Flowing from the Cross and therefore from the Holy Sacrifice of the Eucharist, our divine filiation is exercised in every act of daily life that is lived in loving obedience to the will of the Father. “You, O Lord, have made me understand that to have the Cross is to find happiness, joy.” A Christian feels the joy of knowing that he is a child of God in Christ; he savors, even in the midst of suffering, the happiness of loving God and others, the joy of knowing that all of his actions, even the most material, are helping to raise the Cross of Christ that will draw everything to Him.

The freedom of the Only-begotten Son on the Cross

But where does freedom fit into all this? It is precisely in the happiness and joy found on the Cross, in knowing oneself a child of God and not a slave, that one finds the deepest meaning of freedom.

In the fourth Gospel, Christ speaks of his own freedom: “For this reason the Father loves me, because I lay down my life, that I may take it again. No one takes it from me, but I lay it down of my own accord. I have the power to lay it down, and I have power to take it again.”[44] As Blessed Josemaria said: “We will never fully understand Jesus’ freedom. It is immense, infinite, as is his love.”[45]

Blessed Josemaria liked to consider how all the mysteries of revelation raise up “a song to freedom.” Creation is “a free squandering of love.” And it is in God’s gratuitous and freely offered love that the redemption is rooted.

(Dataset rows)

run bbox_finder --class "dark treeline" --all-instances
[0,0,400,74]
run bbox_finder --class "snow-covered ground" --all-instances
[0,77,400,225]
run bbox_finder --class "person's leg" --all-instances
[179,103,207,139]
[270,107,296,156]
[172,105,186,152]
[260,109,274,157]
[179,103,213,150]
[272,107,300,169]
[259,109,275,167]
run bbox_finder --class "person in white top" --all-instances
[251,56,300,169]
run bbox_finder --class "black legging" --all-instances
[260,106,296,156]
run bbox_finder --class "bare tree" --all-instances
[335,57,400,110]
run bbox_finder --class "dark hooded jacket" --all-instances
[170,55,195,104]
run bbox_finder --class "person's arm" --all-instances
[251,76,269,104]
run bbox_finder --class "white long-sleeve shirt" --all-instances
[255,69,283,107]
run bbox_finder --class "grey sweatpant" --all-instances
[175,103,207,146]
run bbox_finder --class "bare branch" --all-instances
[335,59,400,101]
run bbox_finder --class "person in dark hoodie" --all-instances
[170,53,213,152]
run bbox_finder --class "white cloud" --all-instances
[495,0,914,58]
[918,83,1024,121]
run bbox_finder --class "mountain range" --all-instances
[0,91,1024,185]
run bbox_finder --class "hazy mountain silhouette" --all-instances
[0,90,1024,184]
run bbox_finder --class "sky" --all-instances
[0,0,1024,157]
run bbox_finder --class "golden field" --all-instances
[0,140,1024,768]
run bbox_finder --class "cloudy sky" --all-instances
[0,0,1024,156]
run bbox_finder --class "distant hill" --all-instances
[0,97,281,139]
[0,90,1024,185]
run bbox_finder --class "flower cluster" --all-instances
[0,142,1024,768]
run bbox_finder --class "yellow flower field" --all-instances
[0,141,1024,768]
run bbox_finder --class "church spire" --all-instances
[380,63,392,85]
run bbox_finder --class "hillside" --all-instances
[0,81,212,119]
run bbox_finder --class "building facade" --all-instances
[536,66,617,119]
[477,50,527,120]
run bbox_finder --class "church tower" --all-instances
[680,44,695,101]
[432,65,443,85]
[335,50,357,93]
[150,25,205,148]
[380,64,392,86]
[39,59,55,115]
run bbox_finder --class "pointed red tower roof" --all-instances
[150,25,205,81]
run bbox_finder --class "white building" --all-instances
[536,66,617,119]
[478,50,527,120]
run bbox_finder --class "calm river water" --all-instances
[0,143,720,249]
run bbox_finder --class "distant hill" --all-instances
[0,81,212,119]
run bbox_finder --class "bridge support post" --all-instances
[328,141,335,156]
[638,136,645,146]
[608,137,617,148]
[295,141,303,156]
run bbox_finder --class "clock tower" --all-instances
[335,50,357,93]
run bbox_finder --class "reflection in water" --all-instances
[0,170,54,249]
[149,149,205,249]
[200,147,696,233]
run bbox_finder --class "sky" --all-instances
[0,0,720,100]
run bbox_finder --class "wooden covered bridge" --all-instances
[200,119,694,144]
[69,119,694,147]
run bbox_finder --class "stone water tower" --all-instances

(REQUESTS):
• A. In the passage on divine filiation, what did Blessed Josemaria call Creation?
• B. Print the stretch of the passage on divine filiation from "Flowing from the" through "everything to Him.".
• C. Write what comes next in the passage on divine filiation, picking up after its final sentence.

(ANSWER LIST):
• A. He called it "a free squandering of love."

• B.
Flowing from the Cross and therefore from the Holy Sacrifice of the Eucharist, our divine filiation is exercised in every act of daily life that is lived in loving obedience to the will of the Father. “You, O Lord, have made me understand that to have the Cross is to find happiness, joy.” A Christian feels the joy of knowing that he is a child of God in Christ; he savors, even in the midst of suffering, the happiness of loving God and others, the joy of knowing that all of his actions, even the most material, are helping to raise the Cross of Christ that will draw everything to Him.

• C.
His friendship with each of the Divine Persons led him to express his vision of the economy of salvation starting with the intra-Trinitarian life of wisdom and love, and ending in the paschal mystery of the death and resurrection of the Incarnate Word. “God is Love.”[46] “The abyss of malice which sin opens wide has been bridged by his infinite charity. God did not abandon men. His plans foresaw that the sacrifices of the old law would be insufficient to repair our faults and re-establish the unity which had been lost. A man who was God would have to offer himself up. To help us grasp in some measure this unfathomable mystery, we might imagine the Blessed Trinity taking counsel together in its uninterrupted intimate relationship of infinite love. As a result of its eternal decision the only-begotten Son of God the Father takes on our human condition and bears the burden of our wretchedness and sorrows, to end up sewn with nails to a piece of wood.”[47]

The reference to the loving freedom of the Trinitarian life, and to the visible and invisible missions of the Son and the Holy Spirit, is at the core of all his preaching: “The God of our faith is not a distant being who contemplates indifferently the fate of men-their desires, their struggles, their sufferings. He is a Father who loves his children so much that he sends the Word, the Second Person of the most Blessed Trinity, so that by taking on the nature of man he may die to redeem us. He is the loving Father who now leads us gently to himself, through the action of the Holy Spirit who dwells in our hearts.”[48]

The Eucharistic mystery, which makes present Christ’s sacrifice on Calvary where God’s infinite merciful love is revealed, is also viewed by Blessed Josemaria in light of the love and freedom proper to the Trinitarian life: “The Blessed Trinity’s love for man is made permanent in a sublime way through the Eucharist... I was talking to you about the love of the Blessed Trinity for man. And where can we see this more clearly than in the Mass? The three divine Persons act together in the holy sacrifice of the altar.... The three divine Persons are present in the sacrifice of the altar. By the will of the Father, with the cooperation of the Holy Spirit, the Son offers himself in a redemptive sacrifice.”[49]

In Blessed Josemaria’s preaching, Christ’s freedom can only be understood in the context of Trinitarian love. The Son has the same dominion, love and freedom as the Father, because he shares the same nature. His love for the Father leads him to exercise this lordship and dominion by fulfilling the will of the Father, converting his earthly existence into a service and self-giving that is seen right from his birth to his death on the Cross.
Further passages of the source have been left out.